- _WHAT TO DO_
Go through the entries below. Copy each line in which "exhaust" appears.

(INPUT Opens)

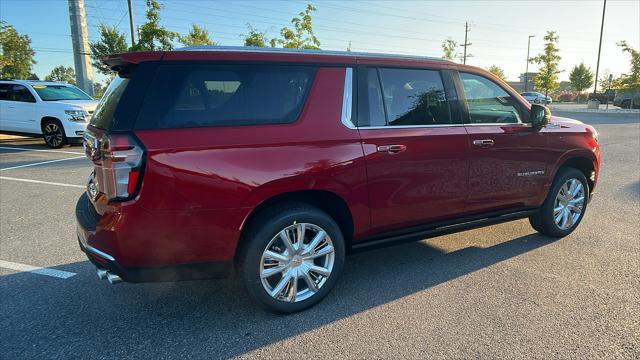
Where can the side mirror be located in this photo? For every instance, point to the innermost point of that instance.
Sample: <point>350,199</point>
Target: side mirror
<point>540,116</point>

(INPUT Closes)
(INPUT Opens)

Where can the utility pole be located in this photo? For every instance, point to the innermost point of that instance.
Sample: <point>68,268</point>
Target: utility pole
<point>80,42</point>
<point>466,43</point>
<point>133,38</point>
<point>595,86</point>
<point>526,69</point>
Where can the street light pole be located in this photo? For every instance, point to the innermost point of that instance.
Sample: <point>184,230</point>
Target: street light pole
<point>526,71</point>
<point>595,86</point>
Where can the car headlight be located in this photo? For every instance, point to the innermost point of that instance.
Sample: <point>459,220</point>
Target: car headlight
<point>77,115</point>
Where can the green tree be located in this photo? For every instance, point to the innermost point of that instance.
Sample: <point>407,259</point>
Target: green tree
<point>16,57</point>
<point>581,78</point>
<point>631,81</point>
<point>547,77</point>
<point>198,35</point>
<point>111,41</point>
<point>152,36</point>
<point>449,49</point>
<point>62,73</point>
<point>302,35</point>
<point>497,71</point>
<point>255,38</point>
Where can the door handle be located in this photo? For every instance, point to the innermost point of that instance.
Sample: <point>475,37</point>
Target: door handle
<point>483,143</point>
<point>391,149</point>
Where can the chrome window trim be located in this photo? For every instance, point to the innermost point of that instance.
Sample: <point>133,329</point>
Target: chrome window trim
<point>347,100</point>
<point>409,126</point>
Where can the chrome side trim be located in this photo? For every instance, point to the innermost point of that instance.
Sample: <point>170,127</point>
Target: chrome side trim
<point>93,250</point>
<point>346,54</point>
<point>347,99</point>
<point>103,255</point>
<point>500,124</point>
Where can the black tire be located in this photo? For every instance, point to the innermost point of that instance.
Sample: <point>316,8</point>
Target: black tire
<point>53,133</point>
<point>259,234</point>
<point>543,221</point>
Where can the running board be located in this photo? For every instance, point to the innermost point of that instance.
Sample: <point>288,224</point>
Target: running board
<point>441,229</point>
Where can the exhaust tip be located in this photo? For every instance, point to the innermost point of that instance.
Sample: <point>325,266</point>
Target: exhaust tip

(INPUT Closes)

- _OUTPUT FOR THIS TASK_
Where can the exhaust tip be located in this photo? For every instance, point to the innermost point of that instance.
Target: exhaust tip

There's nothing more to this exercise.